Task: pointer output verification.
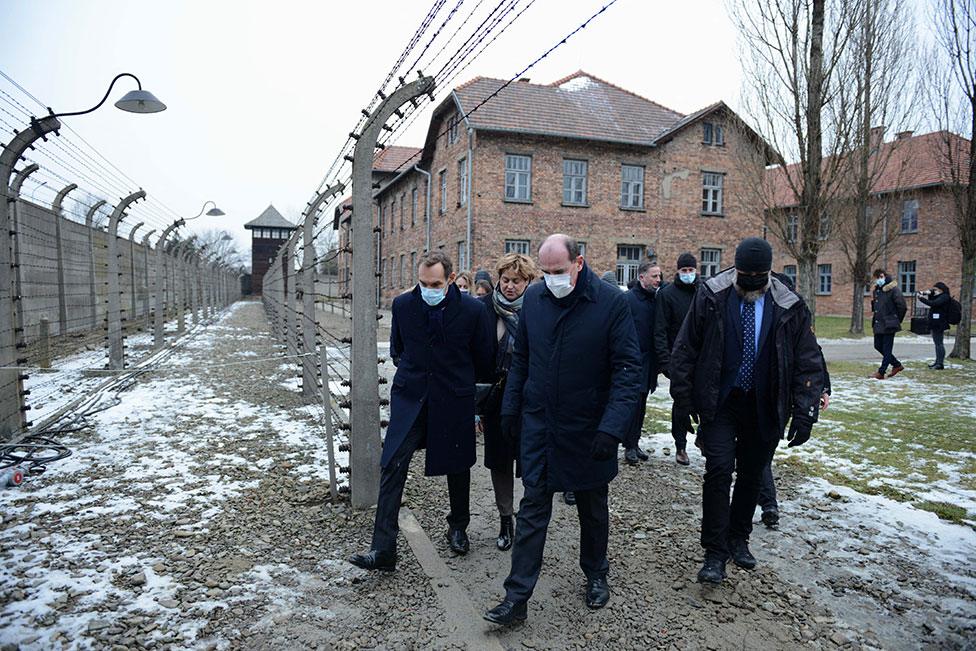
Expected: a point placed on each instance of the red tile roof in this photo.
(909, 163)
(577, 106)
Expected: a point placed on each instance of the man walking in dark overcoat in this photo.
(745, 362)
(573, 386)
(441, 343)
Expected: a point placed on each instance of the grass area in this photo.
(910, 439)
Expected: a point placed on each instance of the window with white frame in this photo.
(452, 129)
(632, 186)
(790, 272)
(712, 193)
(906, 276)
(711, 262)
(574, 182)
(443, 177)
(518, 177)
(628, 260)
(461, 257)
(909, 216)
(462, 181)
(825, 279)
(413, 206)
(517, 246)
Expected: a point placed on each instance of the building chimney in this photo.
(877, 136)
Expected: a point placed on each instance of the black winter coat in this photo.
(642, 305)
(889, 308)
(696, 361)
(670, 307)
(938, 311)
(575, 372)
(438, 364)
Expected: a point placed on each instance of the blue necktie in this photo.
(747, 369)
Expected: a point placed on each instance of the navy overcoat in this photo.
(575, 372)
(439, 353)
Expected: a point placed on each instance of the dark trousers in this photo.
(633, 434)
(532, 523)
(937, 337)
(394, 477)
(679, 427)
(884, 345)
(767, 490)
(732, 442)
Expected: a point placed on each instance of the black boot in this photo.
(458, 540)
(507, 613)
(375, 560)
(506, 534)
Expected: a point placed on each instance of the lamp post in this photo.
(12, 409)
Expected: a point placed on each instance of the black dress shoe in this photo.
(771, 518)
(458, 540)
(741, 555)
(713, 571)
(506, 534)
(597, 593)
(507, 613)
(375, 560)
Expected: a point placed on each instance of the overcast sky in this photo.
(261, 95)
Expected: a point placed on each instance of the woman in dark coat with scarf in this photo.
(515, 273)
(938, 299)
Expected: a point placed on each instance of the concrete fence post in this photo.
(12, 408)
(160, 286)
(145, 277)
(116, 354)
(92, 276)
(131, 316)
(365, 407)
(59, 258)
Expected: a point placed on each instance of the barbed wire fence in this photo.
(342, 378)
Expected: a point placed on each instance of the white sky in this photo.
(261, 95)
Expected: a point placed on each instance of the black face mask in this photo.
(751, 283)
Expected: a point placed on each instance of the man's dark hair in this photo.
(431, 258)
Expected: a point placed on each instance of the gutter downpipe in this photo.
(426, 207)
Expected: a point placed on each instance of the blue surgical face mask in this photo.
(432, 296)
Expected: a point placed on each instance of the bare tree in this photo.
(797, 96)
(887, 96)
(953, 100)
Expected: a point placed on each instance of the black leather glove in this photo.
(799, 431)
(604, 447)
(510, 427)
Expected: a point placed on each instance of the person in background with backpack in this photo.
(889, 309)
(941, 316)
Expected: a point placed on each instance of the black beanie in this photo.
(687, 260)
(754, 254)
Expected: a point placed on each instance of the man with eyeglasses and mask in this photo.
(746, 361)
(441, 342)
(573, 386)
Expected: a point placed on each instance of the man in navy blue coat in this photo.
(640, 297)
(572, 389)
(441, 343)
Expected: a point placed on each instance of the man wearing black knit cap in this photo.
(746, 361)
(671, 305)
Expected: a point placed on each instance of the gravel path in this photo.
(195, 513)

### [TASK DETAILS]
Output the data above without changes, apart from leaving out the pictures.

### [WRITTEN RESPONSE]
Task: pointer output verification.
Expected: a point placed on each instance of the red tile roof in this photo.
(909, 163)
(577, 106)
Expected: a point placed on each instance of the man walking in dark overcoat in this photo.
(745, 362)
(573, 386)
(441, 343)
Expected: a point placed on each instance of the grass area in this photo.
(910, 439)
Expected: a point placed on each instance of the window with white frame in this photo.
(452, 129)
(632, 186)
(790, 272)
(712, 193)
(906, 276)
(711, 262)
(574, 182)
(443, 177)
(518, 177)
(628, 260)
(461, 257)
(909, 216)
(462, 181)
(825, 279)
(413, 206)
(517, 246)
Expected: a point placed on each instance of the building chimney in this photo.
(877, 136)
Expected: a point placed on each instance of the black winter coat in this photo.
(642, 305)
(889, 308)
(696, 361)
(670, 307)
(938, 311)
(575, 372)
(438, 364)
Expected: a point placed on each instance of the blue necktie in this photo.
(747, 369)
Expected: a point placed on each instance of the navy overcoat in this photo.
(575, 372)
(439, 353)
Expected: a point placed on each instance of the dark trousers in this photo.
(633, 434)
(532, 523)
(937, 337)
(394, 477)
(679, 427)
(884, 345)
(767, 490)
(732, 442)
Expected: a point placed on each instance of the black boot in this photo.
(458, 540)
(507, 613)
(375, 560)
(506, 534)
Expected: a point placed on each instance of the lamp post in this photo.
(12, 409)
Expected: a point placed on each instance of the black dress shoe in this photo.
(771, 518)
(458, 540)
(741, 555)
(713, 571)
(506, 534)
(597, 593)
(507, 613)
(375, 560)
Expected: a point placed on each instance of the overcast sky in this photo.
(261, 95)
Expected: a point placed on each instance of the woman in dark coat with scarf in this photo.
(515, 273)
(938, 299)
Expected: a point placed on each instance of the concrete fence post in this photo.
(12, 408)
(160, 286)
(145, 277)
(116, 354)
(92, 276)
(131, 316)
(365, 407)
(59, 258)
Expected: a point placed on each instance of the barbed wire fence in this photo.
(342, 378)
Expected: a point placed on each instance of the white sky in this photo.
(261, 95)
Expected: a point placed on each instance of the black face mask in this photo.
(751, 283)
Expected: a point placed on each instance of the man's dark hair in this photo.
(431, 258)
Expected: a point placed on each instance of the gutter downpipe in this photo.
(426, 207)
Expected: a point placed on each instance of the blue surgical face mask in this photo.
(432, 296)
Expected: a point placed on each instance of the bare tree in this photo.
(797, 96)
(887, 96)
(953, 100)
Expected: a point placed on each instance of the black leather glove in this photo.
(799, 431)
(604, 447)
(510, 427)
Expected: a point placed on each instance of the person in background with backpack in this photo.
(889, 309)
(941, 316)
Expected: a point placed on each instance of the black beanie in this photo.
(687, 260)
(754, 254)
Expected: a point placed on each instance of the man with eyeglasses and mask in this photo.
(746, 361)
(441, 342)
(573, 386)
Expected: a point placed on each instance of the man in navy blue coat in this photo.
(640, 297)
(572, 389)
(441, 343)
Expected: a point placed on each instance of the man wearing black knit cap in this photo.
(746, 361)
(671, 305)
Expected: a point placed on each instance of the gravel path in this photo.
(195, 513)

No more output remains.